**Stated task**
The data below should be printed in full, exactly, and without any of its images.

**Records for processing**
---------------
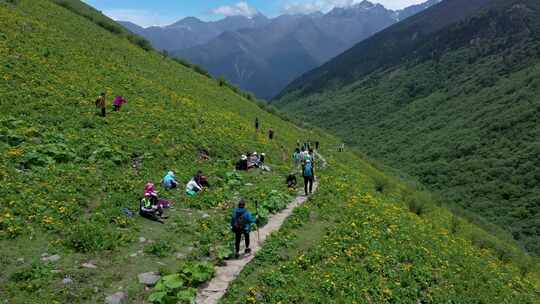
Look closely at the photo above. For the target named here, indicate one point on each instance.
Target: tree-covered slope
(458, 110)
(67, 174)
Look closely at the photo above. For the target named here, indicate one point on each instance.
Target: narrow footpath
(212, 292)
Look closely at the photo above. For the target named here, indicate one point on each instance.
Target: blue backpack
(308, 170)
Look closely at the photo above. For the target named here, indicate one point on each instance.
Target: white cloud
(140, 17)
(238, 9)
(311, 6)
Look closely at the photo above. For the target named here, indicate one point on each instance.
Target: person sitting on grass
(241, 165)
(202, 180)
(101, 103)
(241, 225)
(151, 193)
(193, 188)
(150, 209)
(169, 181)
(254, 161)
(291, 181)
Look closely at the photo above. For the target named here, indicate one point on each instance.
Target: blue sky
(163, 12)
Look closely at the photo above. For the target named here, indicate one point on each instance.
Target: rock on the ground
(149, 278)
(117, 298)
(89, 265)
(51, 258)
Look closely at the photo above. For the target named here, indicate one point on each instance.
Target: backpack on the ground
(308, 170)
(239, 224)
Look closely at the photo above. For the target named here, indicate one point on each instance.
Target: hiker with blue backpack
(309, 176)
(241, 225)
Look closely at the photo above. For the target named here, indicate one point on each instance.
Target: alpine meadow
(452, 105)
(80, 175)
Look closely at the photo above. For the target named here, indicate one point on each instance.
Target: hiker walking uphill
(101, 103)
(297, 157)
(309, 177)
(241, 225)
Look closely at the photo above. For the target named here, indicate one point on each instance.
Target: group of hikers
(101, 103)
(254, 160)
(152, 206)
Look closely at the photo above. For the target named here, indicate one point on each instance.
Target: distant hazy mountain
(191, 31)
(263, 55)
(449, 96)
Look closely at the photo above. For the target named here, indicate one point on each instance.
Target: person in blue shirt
(241, 225)
(169, 181)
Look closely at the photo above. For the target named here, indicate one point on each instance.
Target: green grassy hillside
(459, 112)
(66, 174)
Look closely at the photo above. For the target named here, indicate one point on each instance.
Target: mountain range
(263, 55)
(448, 96)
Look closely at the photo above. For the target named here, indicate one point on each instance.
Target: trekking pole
(258, 231)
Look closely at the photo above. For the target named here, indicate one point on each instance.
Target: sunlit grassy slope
(65, 175)
(456, 108)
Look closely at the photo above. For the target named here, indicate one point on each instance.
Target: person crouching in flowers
(149, 205)
(169, 181)
(192, 187)
(151, 193)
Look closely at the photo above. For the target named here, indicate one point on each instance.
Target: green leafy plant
(159, 248)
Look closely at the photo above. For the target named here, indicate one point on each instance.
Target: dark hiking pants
(308, 184)
(238, 235)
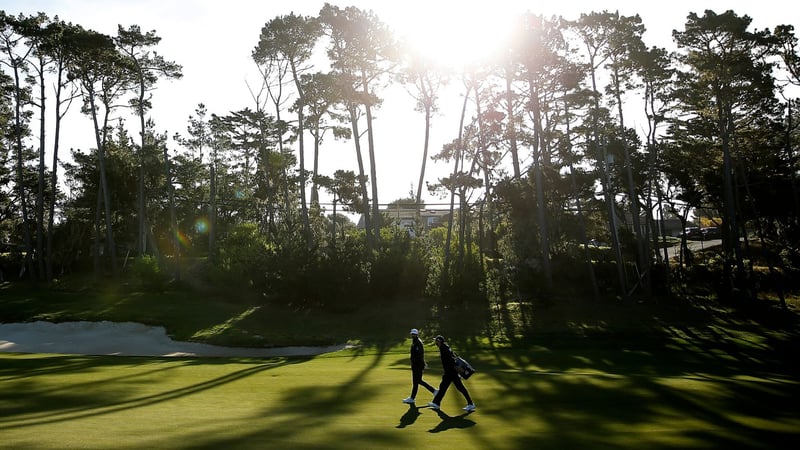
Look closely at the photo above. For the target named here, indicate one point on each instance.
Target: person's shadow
(449, 422)
(410, 416)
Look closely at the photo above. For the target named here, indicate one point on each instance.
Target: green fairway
(535, 398)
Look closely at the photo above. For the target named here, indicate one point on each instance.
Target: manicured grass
(561, 373)
(538, 397)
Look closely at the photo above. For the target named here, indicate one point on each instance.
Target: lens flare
(201, 226)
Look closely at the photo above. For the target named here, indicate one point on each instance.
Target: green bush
(149, 274)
---------------
**Exercise result**
Look closely at the photo above. For the target named here, indicate one point on each instance.
Target: tree-covered slope
(458, 110)
(67, 174)
Look closely at the photo above. For the target named here, indicate one point on each instance.
Target: narrow footpath
(212, 292)
Look closely at the photo above. For the target named here, indicate one point on each instance.
Target: blue backpack
(308, 170)
Look closely at the photo above. For the target named here, indicate one point on each instance.
Target: white cloud
(140, 17)
(238, 9)
(311, 6)
Look closely at the photo above. For the target named here, indicate one point on each instance.
Target: person sitting on grass
(241, 165)
(202, 180)
(101, 103)
(241, 225)
(151, 193)
(193, 188)
(150, 209)
(169, 181)
(254, 161)
(291, 181)
Look closely at the photo above. For the target named here, indicate one point on each instance.
Target: blue sky
(163, 12)
Look closely at the photo above. For the target named here, indicate one point on each instance.
Target: rock on the ground
(149, 278)
(117, 298)
(89, 265)
(51, 258)
Look closely at the photo above. For the target named here, indicate one point on each instance.
Target: backpack on the ground
(308, 170)
(239, 224)
Look closely at the photo above. For the target named here, indicate one point on each instance.
Target: hiker with blue backpack
(309, 176)
(241, 225)
Look closely at the photo above. For the target named here, indicate one point on each instance.
Target: alpine meadow
(452, 105)
(80, 175)
Look closely at the photo above. For the target named here, indicate one point on each instance.
Target: hiker walking uphill
(101, 103)
(297, 157)
(309, 177)
(241, 225)
Look closely at the photo above. For the target named here, indicate one point on each instance.
Target: group of hikers
(101, 103)
(254, 160)
(152, 206)
Look closely at the photo above. For the target named here, indicate one point on each instance.
Target: distant hazy mountain
(191, 31)
(263, 55)
(449, 96)
Look closely at the photo above. For the target named here, indicate one point on each instance.
Target: person in blue shirt
(241, 225)
(169, 181)
Look closely at the photo above. For the target named here, indicate one point on each instance.
Target: green grassy hillside
(459, 112)
(66, 174)
Look closely at the photo above. For the target named here, indicate one point on each instance.
Target: mountain range
(263, 55)
(448, 96)
Look closely at the photo above. For the target named here, indicate one point on each instance.
Target: trekking pole
(258, 231)
Look closely at the photo above. For the target named here, indicate one point on each instance.
Target: sunlit grassy slope
(65, 175)
(456, 108)
Look closely at the photo above. For the target named here, indicate one point on each instance.
Target: person crouching in flowers
(149, 205)
(169, 181)
(192, 187)
(151, 193)
Look closely at the photo above. For the target named here, indicate one point on each instance.
Target: green leafy plant
(159, 248)
Look closely at the photo above. For the target named here, indicate one point on each instance.
Target: dark hiking pants
(308, 184)
(238, 235)
Look closely at the photo above. For the target named here, indicate one point on each instance.
Target: person's shadow
(449, 422)
(410, 416)
Look closely at the photo above. For the target named here, indicate one point on each instance.
Target: green fairway
(535, 398)
Look closely at the photo above. For the target named here, indicate one point on each instance.
Target: manicured grass
(561, 373)
(538, 397)
Look closely at the photo above. For the target named here, indicate one point on each instance.
Target: lens flare
(201, 226)
Look closely at the photo above. For the target named here, indicate one point on each instance.
Target: green bush
(149, 274)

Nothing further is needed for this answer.